_Exercise goal_
Rewrite the rows below from the line containing "Q: Put a point on each instance of the building" through the line containing "x=168 y=123", requests included. Add 5 to each answer coordinate, leaving the numbers in the requests and samples unchanged.
Start of Entries shown
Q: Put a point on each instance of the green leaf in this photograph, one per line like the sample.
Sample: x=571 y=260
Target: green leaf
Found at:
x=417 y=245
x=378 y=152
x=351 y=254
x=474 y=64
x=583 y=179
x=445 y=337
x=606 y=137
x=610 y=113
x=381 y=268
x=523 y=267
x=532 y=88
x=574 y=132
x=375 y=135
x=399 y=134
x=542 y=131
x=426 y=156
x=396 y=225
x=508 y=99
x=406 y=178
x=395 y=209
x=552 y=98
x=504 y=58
End of Entries shown
Start of Entries shown
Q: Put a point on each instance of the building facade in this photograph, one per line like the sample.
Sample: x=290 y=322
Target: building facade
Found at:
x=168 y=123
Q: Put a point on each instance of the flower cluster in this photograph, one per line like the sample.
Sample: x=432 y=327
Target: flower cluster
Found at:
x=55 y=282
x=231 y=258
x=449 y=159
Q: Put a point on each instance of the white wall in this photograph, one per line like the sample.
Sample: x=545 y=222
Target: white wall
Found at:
End of Entries shown
_Correct result_
Q: Put a point on each instance of the building facade in this photograph, one per line like the sample.
Sample: x=290 y=322
Target: building facade
Found at:
x=173 y=128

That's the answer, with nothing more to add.